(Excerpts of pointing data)
****

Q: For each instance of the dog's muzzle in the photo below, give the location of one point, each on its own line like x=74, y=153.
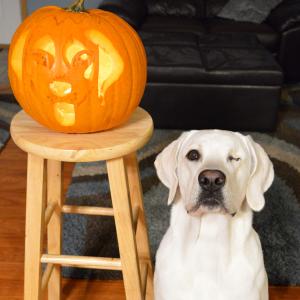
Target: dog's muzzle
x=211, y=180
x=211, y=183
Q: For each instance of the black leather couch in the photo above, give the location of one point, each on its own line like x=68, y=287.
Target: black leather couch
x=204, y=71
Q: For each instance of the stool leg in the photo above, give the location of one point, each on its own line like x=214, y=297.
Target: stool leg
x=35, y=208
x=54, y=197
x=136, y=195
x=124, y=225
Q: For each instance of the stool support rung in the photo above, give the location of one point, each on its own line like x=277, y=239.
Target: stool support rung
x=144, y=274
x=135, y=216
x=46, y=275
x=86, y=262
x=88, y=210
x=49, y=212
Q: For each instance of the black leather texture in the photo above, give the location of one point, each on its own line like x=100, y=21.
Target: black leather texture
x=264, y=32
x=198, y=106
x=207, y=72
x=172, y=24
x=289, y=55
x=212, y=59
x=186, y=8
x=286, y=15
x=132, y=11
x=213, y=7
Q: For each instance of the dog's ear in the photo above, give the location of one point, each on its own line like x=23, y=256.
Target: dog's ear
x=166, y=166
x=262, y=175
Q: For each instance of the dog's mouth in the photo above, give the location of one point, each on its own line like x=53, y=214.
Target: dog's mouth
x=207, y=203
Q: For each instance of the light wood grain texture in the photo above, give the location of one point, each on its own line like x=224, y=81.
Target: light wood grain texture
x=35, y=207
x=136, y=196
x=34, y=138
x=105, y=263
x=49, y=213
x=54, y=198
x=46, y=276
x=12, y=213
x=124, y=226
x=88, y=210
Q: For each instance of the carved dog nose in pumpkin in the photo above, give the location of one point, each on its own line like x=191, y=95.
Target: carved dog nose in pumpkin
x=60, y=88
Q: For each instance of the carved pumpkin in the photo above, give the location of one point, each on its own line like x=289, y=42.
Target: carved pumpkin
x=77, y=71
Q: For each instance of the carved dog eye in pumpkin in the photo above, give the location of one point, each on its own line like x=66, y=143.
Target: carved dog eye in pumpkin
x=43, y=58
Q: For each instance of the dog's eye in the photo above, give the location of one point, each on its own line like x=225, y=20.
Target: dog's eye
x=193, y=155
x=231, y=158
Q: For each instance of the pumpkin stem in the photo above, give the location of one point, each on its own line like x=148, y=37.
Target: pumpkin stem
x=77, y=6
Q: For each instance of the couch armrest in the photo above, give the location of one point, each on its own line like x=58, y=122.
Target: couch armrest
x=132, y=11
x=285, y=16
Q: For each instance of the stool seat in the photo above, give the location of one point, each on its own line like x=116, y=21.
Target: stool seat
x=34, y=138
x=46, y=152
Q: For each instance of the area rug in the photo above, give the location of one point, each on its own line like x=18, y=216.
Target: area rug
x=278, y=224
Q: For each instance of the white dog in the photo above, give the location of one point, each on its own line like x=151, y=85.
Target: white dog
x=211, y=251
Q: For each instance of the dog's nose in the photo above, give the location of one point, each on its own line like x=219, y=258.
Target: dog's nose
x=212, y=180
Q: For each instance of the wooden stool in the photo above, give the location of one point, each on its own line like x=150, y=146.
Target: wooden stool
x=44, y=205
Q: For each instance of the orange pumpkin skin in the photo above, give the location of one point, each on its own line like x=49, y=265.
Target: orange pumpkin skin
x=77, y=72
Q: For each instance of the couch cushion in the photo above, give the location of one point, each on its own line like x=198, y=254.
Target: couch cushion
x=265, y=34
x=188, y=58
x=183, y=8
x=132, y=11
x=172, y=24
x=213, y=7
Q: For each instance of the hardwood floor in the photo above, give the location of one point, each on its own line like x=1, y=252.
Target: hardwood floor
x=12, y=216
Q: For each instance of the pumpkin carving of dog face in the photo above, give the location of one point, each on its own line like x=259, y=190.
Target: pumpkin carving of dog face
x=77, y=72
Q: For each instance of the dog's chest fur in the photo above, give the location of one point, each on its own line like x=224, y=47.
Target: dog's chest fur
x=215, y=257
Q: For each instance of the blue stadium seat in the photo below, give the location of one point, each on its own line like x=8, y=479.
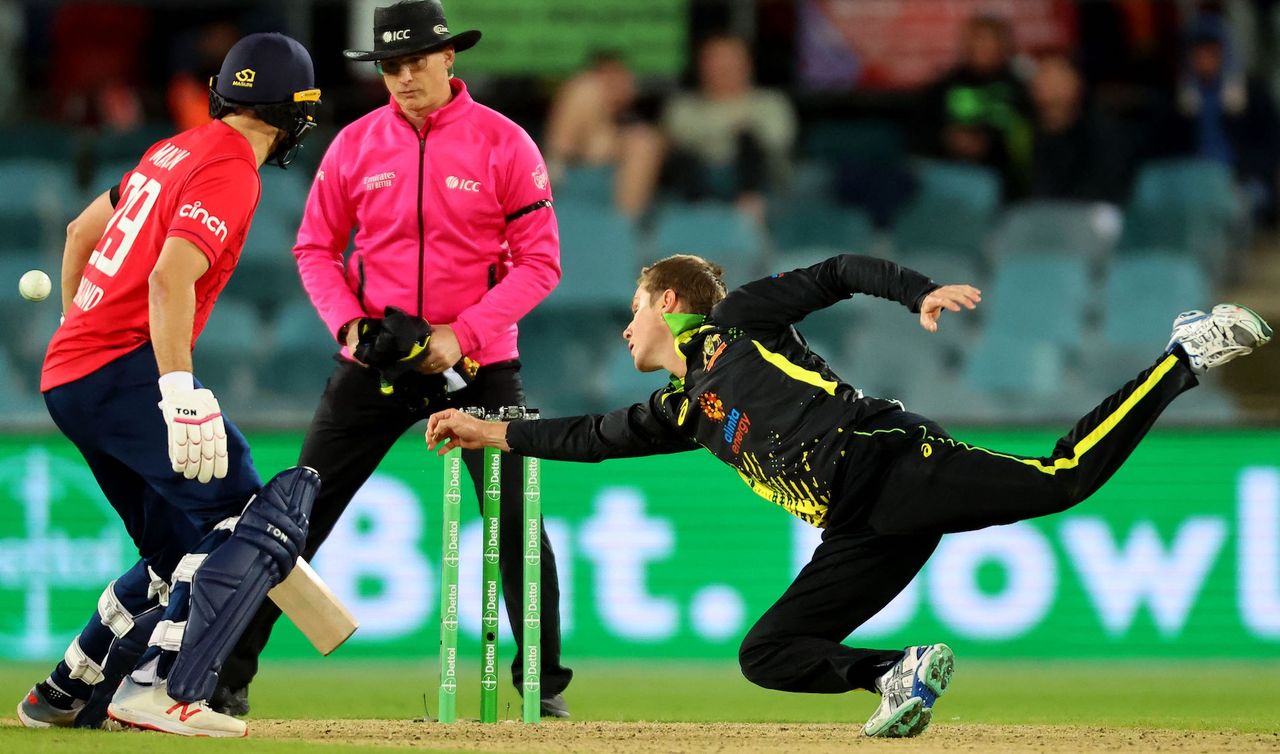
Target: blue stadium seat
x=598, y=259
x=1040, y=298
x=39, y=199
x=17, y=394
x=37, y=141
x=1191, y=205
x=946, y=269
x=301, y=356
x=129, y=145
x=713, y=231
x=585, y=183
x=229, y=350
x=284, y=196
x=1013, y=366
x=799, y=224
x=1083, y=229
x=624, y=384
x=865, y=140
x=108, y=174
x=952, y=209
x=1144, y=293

****

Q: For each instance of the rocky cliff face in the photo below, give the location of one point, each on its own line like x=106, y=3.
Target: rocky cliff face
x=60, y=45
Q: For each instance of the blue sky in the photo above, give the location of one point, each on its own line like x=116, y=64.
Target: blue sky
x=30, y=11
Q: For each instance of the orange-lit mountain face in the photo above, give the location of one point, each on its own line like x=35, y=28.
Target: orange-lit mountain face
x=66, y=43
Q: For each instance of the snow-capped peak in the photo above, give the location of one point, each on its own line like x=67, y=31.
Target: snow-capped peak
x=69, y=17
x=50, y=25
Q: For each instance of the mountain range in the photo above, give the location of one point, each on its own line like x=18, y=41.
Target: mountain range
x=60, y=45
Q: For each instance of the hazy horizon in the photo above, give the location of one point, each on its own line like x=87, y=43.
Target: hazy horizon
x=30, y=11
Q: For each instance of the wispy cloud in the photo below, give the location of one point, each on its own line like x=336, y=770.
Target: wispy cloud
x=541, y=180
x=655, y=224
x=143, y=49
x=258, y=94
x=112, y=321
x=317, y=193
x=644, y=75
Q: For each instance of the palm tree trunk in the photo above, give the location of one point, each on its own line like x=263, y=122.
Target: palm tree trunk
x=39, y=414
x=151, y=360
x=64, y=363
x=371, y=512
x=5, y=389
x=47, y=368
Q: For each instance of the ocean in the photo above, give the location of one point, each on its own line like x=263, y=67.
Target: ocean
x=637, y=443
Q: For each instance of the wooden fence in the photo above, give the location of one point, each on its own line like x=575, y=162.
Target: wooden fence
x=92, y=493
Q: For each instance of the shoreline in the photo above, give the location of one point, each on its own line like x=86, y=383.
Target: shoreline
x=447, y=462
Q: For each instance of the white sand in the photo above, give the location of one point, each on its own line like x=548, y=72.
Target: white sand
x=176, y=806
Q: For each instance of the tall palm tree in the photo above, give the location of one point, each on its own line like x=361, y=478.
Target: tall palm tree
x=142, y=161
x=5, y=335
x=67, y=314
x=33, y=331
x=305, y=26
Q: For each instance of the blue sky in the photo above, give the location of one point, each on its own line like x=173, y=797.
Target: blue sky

****

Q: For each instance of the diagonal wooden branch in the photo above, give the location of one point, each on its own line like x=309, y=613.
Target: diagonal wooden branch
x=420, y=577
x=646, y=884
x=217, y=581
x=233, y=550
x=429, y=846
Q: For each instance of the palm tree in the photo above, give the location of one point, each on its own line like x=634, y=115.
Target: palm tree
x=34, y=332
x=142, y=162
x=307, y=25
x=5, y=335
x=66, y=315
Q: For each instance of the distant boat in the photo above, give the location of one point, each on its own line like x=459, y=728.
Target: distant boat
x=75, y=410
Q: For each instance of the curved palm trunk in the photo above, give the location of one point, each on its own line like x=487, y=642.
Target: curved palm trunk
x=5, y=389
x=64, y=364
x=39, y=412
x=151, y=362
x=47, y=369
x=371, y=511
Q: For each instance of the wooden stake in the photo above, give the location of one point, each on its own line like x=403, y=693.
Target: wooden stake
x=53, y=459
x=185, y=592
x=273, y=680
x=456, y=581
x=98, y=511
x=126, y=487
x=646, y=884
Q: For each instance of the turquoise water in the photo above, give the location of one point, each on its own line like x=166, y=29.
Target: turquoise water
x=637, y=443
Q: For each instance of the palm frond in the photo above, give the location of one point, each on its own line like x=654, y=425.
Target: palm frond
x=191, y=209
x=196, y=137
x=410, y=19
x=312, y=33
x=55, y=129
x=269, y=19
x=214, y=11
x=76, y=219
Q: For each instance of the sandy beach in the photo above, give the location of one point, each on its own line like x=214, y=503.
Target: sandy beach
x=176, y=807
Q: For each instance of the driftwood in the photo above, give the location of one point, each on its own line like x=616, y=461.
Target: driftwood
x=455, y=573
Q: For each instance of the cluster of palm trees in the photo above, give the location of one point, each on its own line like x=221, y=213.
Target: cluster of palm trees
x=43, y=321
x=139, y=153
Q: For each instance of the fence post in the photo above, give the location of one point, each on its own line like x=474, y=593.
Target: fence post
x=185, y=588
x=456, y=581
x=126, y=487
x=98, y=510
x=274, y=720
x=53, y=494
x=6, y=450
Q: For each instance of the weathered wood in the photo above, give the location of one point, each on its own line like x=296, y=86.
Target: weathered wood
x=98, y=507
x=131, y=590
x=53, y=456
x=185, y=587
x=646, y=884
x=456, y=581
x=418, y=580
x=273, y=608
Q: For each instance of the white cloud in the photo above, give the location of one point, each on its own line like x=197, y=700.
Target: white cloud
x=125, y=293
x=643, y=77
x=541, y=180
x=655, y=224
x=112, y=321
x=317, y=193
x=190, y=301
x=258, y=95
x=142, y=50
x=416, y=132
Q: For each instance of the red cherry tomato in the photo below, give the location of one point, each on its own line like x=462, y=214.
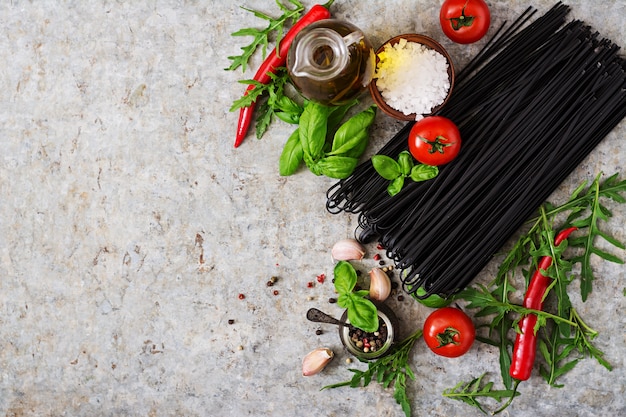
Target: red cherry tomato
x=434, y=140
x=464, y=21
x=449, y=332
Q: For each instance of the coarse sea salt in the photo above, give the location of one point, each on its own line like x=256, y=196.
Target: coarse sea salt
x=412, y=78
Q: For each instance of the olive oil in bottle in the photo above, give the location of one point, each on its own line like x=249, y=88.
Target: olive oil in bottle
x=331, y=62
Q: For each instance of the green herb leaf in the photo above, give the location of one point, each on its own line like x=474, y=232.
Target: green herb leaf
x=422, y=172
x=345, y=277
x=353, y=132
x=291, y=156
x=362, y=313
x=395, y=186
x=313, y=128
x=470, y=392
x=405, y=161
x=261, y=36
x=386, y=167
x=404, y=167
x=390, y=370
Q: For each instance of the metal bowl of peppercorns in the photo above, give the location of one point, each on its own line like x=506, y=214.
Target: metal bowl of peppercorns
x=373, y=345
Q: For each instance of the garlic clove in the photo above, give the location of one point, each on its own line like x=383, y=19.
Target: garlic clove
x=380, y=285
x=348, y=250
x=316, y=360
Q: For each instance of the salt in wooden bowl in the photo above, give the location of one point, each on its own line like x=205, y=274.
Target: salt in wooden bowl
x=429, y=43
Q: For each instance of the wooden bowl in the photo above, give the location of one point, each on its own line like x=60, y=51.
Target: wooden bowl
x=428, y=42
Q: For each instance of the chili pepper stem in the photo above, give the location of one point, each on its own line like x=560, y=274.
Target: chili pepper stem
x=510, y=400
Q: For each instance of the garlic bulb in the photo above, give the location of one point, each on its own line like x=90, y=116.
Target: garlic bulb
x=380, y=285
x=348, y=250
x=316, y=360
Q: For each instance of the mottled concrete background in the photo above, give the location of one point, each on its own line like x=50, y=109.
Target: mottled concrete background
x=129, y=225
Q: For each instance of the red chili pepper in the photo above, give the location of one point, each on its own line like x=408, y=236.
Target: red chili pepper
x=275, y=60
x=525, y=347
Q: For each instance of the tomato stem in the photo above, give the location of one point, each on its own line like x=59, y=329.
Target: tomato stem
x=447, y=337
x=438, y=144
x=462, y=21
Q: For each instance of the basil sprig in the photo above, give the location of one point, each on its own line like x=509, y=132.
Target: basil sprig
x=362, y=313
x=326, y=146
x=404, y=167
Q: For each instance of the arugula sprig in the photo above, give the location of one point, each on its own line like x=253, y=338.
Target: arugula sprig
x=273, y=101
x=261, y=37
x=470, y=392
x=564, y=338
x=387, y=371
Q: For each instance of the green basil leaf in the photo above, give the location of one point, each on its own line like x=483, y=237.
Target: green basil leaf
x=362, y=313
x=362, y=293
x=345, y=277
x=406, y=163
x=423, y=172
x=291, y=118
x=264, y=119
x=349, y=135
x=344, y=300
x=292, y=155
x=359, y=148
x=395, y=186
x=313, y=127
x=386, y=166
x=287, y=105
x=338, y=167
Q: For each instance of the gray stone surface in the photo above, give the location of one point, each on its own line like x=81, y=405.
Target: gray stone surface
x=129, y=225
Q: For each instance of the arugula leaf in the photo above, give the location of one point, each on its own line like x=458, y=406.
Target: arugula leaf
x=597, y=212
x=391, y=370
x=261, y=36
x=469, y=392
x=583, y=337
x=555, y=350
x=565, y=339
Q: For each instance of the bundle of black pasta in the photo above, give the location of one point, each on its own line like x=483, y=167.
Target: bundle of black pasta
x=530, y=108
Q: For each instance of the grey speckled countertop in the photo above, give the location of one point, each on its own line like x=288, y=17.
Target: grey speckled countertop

****

**What you will do:** Could you write out the items again, starting at the line that has "Q: For each instance of the dog's muzzle" and stopping after the line that has "x=204, y=71", with "muzzle" replaced by "snout" and nothing else changed? Leave the pictures out.

**Finished answer:**
Q: For each instance of the dog's snout in the photo below, give the location of one point, each on its own line like x=74, y=153.
Target: dog's snout
x=211, y=180
x=211, y=183
Q: For each instance of the black leather couch in the photo above, give the location of one point, each on its own line like x=68, y=287.
Target: black leather couch
x=204, y=71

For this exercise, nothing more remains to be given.